Série d'exercices:
[a] D'après l'extrait sur les retraites, quelles mesures faudrait-il prendre d'ici à 2020 si l'on ne jouait que sur un seul paramètre ? Donnez-les toutes.
[b] Selon l'extrait sur les retraites, à quel âge cesse-t-on son activité dans le régime général ?
[c] Écrivez la suite de l'extrait sur les retraites, à partir de sa dernière phrase.

Extrait cité:
Pour ce faire, tous les leviers disponibles doivent être actionnés, car aucun ne pourra à lui seul permettre de rétablir les comptes de l’assurance vieillesse. Selon le COR, si nous voulions y parvenir en intervenant sur un seul paramètre, il faudrait d’ici à 2020 soit relever l’âge effectif moyen de départ de près de cinq ans, soit augmenter les cotisations de 5 points, soit diminuer de plus de 20 % le niveau relatif des pensions…

Pis encore, dans le même cas de figure, cette fois à l’horizon de 2050, il faudrait soit relever l’âge effectif moyen de départ de près de dix ans, soit augmenter les cotisations d’environ 10 points, soit diminuer le niveau relatif des pensions de plus de 35 %. Cela n’est pas acceptable.

Il convient donc d’examiner tous les moyens d’action à notre disposition. Ceux-ci sont au nombre de quatre.

Premièrement, il s’agirait de diminuer le taux de remplacement et le montant des pensions. Disons d’emblée qu’il ne nous paraît pas envisageable de procéder à cette baisse, d’autant que leur niveau relatif est déjà en diminution dans le secteur privé. En effet, les pensions et les salaires portés au compte sont indexés sur les prix, qui progressent moins vite que les salaires des actifs. En outre, si elle n’est pas mauvaise, la moyenne du niveau de vie des retraités masque des disparités fortes : un grand nombre de nos concitoyens retraités vivent encore avec des pensions très faibles. C’est le point essentiel que nous avons retenu des auditions que nous avons menées.

Deuxièmement, nous pourrions décider d’agir sur l’âge effectif de départ à la retraite, élément à l’évidence essentiel pour le redressement financier du système de retraite.

Chacun le sait, en France, l’âge de cessation d’activité est particulièrement bas : 58,3 ans pour le régime général. L’âge de liquidation des droits à la retraite s’établit, pour sa part, autour de 61,5 ans, ce qui montre qu’un grand nombre de salariés ne sont plus en activité au moment de la liquidation de leur retraite.

Compte tenu de la progression continue de l’espérance de vie, il est absolument nécessaire de prolonger la durée d’activité. Il existe deux moyens d’y parvenir : augmenter la durée de cotisation nécessaire pour obtenir une retraite à taux plein, d’une part ; relever les âges légaux d’ouverture des droits et d’obtention d’une pension à taux plein, d’autre part.

Données fournies:

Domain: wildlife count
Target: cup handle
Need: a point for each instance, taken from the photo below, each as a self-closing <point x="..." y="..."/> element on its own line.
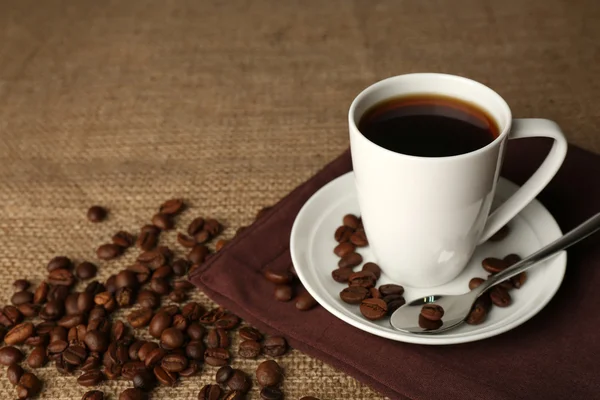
<point x="522" y="128"/>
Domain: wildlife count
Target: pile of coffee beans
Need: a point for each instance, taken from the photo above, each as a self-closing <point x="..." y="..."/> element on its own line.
<point x="79" y="333"/>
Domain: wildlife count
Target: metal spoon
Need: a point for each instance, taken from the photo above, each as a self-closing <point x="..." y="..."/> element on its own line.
<point x="457" y="307"/>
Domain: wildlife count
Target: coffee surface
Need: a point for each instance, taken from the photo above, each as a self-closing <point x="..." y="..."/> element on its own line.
<point x="428" y="126"/>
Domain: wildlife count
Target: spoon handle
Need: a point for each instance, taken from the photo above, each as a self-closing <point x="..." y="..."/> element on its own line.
<point x="581" y="232"/>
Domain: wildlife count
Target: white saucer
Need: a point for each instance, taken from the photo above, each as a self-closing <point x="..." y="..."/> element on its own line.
<point x="312" y="243"/>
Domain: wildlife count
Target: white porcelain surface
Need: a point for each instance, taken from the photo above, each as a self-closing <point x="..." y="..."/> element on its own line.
<point x="312" y="244"/>
<point x="433" y="212"/>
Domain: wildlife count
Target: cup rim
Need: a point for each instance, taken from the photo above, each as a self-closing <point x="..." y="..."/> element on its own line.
<point x="504" y="130"/>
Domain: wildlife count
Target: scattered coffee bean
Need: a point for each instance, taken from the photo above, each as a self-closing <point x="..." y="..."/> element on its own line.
<point x="433" y="312"/>
<point x="305" y="302"/>
<point x="499" y="296"/>
<point x="269" y="373"/>
<point x="210" y="392"/>
<point x="275" y="346"/>
<point x="494" y="265"/>
<point x="96" y="214"/>
<point x="350" y="260"/>
<point x="373" y="309"/>
<point x="354" y="294"/>
<point x="85" y="270"/>
<point x="123" y="239"/>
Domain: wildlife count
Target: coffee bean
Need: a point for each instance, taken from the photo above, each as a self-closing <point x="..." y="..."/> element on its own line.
<point x="498" y="295"/>
<point x="41" y="292"/>
<point x="21" y="284"/>
<point x="351" y="221"/>
<point x="433" y="312"/>
<point x="144" y="380"/>
<point x="210" y="392"/>
<point x="37" y="357"/>
<point x="123" y="239"/>
<point x="343" y="233"/>
<point x="29" y="386"/>
<point x="133" y="394"/>
<point x="62" y="277"/>
<point x="283" y="293"/>
<point x="518" y="280"/>
<point x="494" y="265"/>
<point x="96" y="214"/>
<point x="162" y="221"/>
<point x="227" y="321"/>
<point x="429" y="324"/>
<point x="270" y="393"/>
<point x="350" y="260"/>
<point x="131" y="368"/>
<point x="148" y="237"/>
<point x="14" y="373"/>
<point x="275" y="346"/>
<point x="21" y="297"/>
<point x="19" y="333"/>
<point x="389" y="289"/>
<point x="239" y="381"/>
<point x="217" y="338"/>
<point x="365" y="279"/>
<point x="108" y="251"/>
<point x="359" y="239"/>
<point x="249" y="333"/>
<point x="305" y="302"/>
<point x="171" y="338"/>
<point x="59" y="262"/>
<point x="373" y="309"/>
<point x="354" y="294"/>
<point x="174" y="362"/>
<point x="249" y="349"/>
<point x="269" y="373"/>
<point x="93" y="395"/>
<point x="500" y="235"/>
<point x="198" y="254"/>
<point x="216" y="357"/>
<point x="10" y="355"/>
<point x="344" y="248"/>
<point x="91" y="378"/>
<point x="86" y="270"/>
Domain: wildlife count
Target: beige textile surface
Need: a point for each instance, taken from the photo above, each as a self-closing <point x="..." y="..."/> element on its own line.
<point x="230" y="105"/>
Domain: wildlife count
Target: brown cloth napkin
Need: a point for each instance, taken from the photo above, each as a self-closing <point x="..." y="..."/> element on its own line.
<point x="552" y="356"/>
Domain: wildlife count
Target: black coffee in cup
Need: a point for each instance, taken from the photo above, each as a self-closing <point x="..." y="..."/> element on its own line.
<point x="428" y="126"/>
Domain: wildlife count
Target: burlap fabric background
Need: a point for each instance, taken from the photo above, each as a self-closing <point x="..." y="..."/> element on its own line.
<point x="230" y="105"/>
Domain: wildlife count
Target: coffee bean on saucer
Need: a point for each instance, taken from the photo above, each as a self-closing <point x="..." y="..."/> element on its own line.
<point x="433" y="312"/>
<point x="341" y="275"/>
<point x="354" y="294"/>
<point x="359" y="239"/>
<point x="365" y="279"/>
<point x="350" y="260"/>
<point x="279" y="277"/>
<point x="275" y="346"/>
<point x="500" y="235"/>
<point x="249" y="349"/>
<point x="351" y="221"/>
<point x="500" y="296"/>
<point x="343" y="234"/>
<point x="344" y="248"/>
<point x="373" y="309"/>
<point x="305" y="301"/>
<point x="269" y="373"/>
<point x="475" y="282"/>
<point x="283" y="293"/>
<point x="96" y="214"/>
<point x="494" y="265"/>
<point x="429" y="324"/>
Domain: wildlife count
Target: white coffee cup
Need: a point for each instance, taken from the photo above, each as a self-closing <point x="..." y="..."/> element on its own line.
<point x="424" y="216"/>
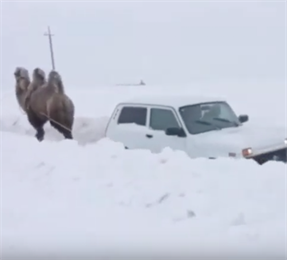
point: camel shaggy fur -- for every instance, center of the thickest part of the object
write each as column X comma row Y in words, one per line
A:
column 22, row 83
column 48, row 102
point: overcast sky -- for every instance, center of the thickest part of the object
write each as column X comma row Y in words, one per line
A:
column 159, row 42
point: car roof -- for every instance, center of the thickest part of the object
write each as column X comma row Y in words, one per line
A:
column 175, row 101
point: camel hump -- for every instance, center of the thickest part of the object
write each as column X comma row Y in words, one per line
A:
column 21, row 72
column 55, row 79
column 39, row 75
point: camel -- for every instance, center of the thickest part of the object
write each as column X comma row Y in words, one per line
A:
column 22, row 83
column 47, row 101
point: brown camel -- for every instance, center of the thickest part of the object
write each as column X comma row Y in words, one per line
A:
column 22, row 82
column 48, row 102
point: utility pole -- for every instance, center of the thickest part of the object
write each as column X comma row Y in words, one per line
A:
column 51, row 46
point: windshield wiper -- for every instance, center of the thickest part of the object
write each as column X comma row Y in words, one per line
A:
column 207, row 123
column 224, row 120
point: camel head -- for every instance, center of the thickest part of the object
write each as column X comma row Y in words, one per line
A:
column 54, row 77
column 21, row 73
column 22, row 78
column 39, row 75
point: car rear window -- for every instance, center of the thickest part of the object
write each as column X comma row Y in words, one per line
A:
column 130, row 115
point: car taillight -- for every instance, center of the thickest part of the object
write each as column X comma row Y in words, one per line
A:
column 247, row 152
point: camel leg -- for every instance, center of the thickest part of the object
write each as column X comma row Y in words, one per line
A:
column 63, row 130
column 38, row 124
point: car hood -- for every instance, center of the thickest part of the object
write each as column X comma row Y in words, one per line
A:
column 233, row 140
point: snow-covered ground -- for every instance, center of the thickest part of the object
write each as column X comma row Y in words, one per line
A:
column 90, row 195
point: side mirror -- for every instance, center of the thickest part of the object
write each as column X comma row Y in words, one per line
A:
column 175, row 131
column 243, row 118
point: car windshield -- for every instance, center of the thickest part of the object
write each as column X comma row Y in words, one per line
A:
column 207, row 117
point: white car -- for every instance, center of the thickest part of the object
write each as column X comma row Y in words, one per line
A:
column 200, row 126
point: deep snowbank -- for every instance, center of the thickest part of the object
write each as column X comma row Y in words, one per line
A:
column 65, row 198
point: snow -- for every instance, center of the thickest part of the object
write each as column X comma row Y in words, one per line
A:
column 91, row 196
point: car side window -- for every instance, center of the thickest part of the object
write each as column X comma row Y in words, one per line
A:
column 161, row 119
column 130, row 115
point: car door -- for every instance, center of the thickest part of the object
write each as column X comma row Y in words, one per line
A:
column 161, row 118
column 130, row 126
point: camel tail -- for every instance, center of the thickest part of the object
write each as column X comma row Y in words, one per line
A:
column 60, row 87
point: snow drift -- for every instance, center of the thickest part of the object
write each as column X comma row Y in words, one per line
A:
column 62, row 197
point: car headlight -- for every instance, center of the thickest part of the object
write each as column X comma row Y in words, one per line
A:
column 247, row 151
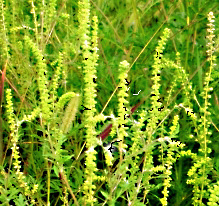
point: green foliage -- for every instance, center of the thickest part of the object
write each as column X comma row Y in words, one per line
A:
column 71, row 64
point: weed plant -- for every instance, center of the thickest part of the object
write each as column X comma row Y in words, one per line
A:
column 69, row 68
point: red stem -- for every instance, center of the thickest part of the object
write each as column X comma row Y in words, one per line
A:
column 106, row 132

Réponses attendues:
[a]
- Relever l'âge effectif moyen de départ de près de cinq ans
- Augmenter les cotisations de 5 points
- Diminuer de plus de 20 % le niveau relatif des pensions

[b] À 58,3 ans.

[c]
Sur la durée de cotisation, d’abord, la loi de 2003 a posé un principe très fort consistant à faire en sorte de maintenir stable, au fil du temps, le rapport entre la durée d’assurance nécessaire pour obtenir une retraite à taux plein et la durée moyenne de retraite, qui correspond à peu près à l’espérance de vie à 60 ans.

En application de ce principe, la durée de cotisation pour une retraite à taux plein serait de 41 ans en 2012, conformément au calendrier de la loi Fillon. Pour la suite, l’application des principes posés par cette même loi pourrait impliquer un passage à 41,5 ans de cotisations en 2020, puis à 42,25 ans en 2030 et à 43,5 ans en 2050.

La MECSS considère que les règles posées par la loi de 2003 méritent d’être conservées et propose de poursuivre l’augmentation de la durée de cotisation en fonction de l’allongement de l’espérance de vie, sans l’accélérer mais sans l’interrompre. Le projet de loi pourrait poser le principe d’un passage de 41 ans à 41,5 ans de cotisation entre 2012 et 2020 et prévoir des évolutions réglementaires ultérieures avec l’intervention de la Commission de garantie des retraites et du COR.

Troisièmement, il serait possible de procéder à un relèvement des âges légaux. La France figure parmi les rares pays à avoir conservé l’âge de la retraite à 60 ans, malgré l’allongement de l’espérance de vie. Il va donc de soi que l’âge minimal de départ à la retraite fait partie des leviers à activer en 2010, à deux conditions toutefois : engager une politique très active en faveur de l’emploi des seniors et des jeunes ; prendre en compte la pénibilité de certains métiers pour ne pas pénaliser les travailleurs dont elle a réduit l’espérance de vie.

J’en viens aux modalités de relèvement de l’âge légal de départ à la retraite. Il nous paraît souhaitable de retenir la même méthode que pour la durée d’assurance, c’est-à-dire un relèvement progressif, assorti de bilans d’étape dans lesquels pourrait intervenir, là encore, la Commission de garantie des retraites, notamment pour suivre l’évolution du taux d’emploi des seniors et vérifier que la réforme n’a pas pour effet d’augmenter le taux de chômage.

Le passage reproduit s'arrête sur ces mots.